*Extract to read*:
▶

Background... The RADARSAT - 1 program originated as an ambitious program undertaken by the Canadian Space Agency to develop and launch the world’s first civilian operational radar-equipped satellite. RADARSAT -1 marks Canada’s entry into remote sensing satellites and was the beginning of a new Canadian legacy; RADARSAT - 2 is the next generation Canadian radar satellite and is scheduled for launch in late 2003.
Image (c)RADARSAT In addition to serving the national needs of government partners, RADARSAT - 1 was designed to generate additional data for use in the commercial marketplace. With its high resolution and broad swath, and the fact that the data can be used in conjunction with imagery from other satellites, RADARSAT - 1 imagery has significant utilization and commercial value.

At the core of the RADARSAT - 1 program is a commitment to providing a new look at worldwide resource and environmental management information. RADARSAT - 1 SAR penetrates cloud and darkness to obtain reliable, quality images of the Earth’s surface. This provides a definite advantage in viewing such areas as polar regions and equatorial and coastal areas where clouds and foggy conditions preclude visual satellite observation or even the operation of aircraft.

RADARSAT - 1 offers selectable configuration to view smaller areas in greater detail or to cover large areas in lesser detail. The coverage available through ScanSAR provides more frequent coverage, ranging from daily in the polar regions to coverage every six days at the equator. The system is designed to be responsive to user needs in that downlinking systems to ground receiving stations combine the capability of providing near real-time processing of the data. The on-board recorders will allow gathering of data anywhere on the Earth’s surface.

◀

*Exercises to complete*:
[1] Print the part of the RADARSAT-1 background that starts at the words "Image (c)RADARSAT In" and ends after the words "operation of aircraft.".
[2] Name every type of area that the RADARSAT-1 background says the SAR's ability to penetrate cloud and darkness gives an advantage in viewing.
[3] Using the RADARSAT-1 background, decide whether each statement is true. Answer yes or no, and quote the words of the text that decide it: (a) RADARSAT-2 is scheduled for launch in late 2003. (b) ScanSAR gives daily coverage at the equator. (c) The RADARSAT-1 program was undertaken by the Canadian Space Agency.
The records that come after the RADARSAT-1 background are not needed for any of this work.

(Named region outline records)
▶

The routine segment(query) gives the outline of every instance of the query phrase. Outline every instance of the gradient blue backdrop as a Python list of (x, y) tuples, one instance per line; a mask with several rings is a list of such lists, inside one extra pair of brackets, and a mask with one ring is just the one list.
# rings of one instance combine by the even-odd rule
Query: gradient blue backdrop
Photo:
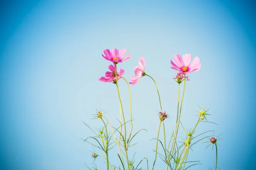
[[(1, 1), (0, 169), (94, 166), (94, 149), (80, 139), (93, 134), (82, 122), (101, 126), (91, 116), (101, 109), (117, 126), (115, 85), (98, 78), (110, 64), (101, 56), (103, 50), (125, 48), (131, 57), (119, 65), (128, 79), (145, 57), (147, 73), (158, 83), (163, 109), (170, 115), (166, 122), (169, 136), (177, 93), (170, 59), (178, 53), (198, 56), (201, 69), (189, 75), (186, 86), (185, 128), (194, 126), (198, 105), (205, 105), (209, 120), (219, 126), (201, 124), (198, 130), (222, 133), (218, 167), (255, 169), (255, 7), (245, 0)], [(123, 82), (120, 85), (128, 113), (128, 91)], [(137, 152), (137, 163), (148, 156), (151, 167), (155, 141), (149, 140), (156, 136), (159, 123), (157, 93), (148, 77), (131, 88), (134, 132), (148, 132), (134, 139), (138, 144), (129, 155)], [(215, 151), (205, 149), (208, 144), (194, 145), (189, 159), (202, 164), (190, 169), (215, 166)], [(111, 153), (113, 164), (118, 163), (116, 151)], [(95, 162), (100, 170), (105, 169), (102, 161)], [(155, 169), (163, 169), (162, 164), (158, 159)]]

◀

*List of solutions*:
[1]
Image (c)RADARSAT In addition to serving the national needs of government partners, RADARSAT - 1 was designed to generate additional data for use in the commercial marketplace. With its high resolution and broad swath, and the fact that the data can be used in conjunction with imagery from other satellites, RADARSAT - 1 imagery has significant utilization and commercial value.

At the core of the RADARSAT - 1 program is a commitment to providing a new look at worldwide resource and environmental management information. RADARSAT - 1 SAR penetrates cloud and darkness to obtain reliable, quality images of the Earth’s surface. This provides a definite advantage in viewing such areas as polar regions and equatorial and coastal areas where clouds and foggy conditions preclude visual satellite observation or even the operation of aircraft.

[2] polar regions; equatorial areas; coastal areas

[3]
(a) Yes: "RADARSAT - 2 is the next generation Canadian radar satellite and is scheduled for launch in late 2003."
(b) No: "ranging from daily in the polar regions to coverage every six days at the equator"
(c) Yes: "an ambitious program undertaken by the Canadian Space Agency"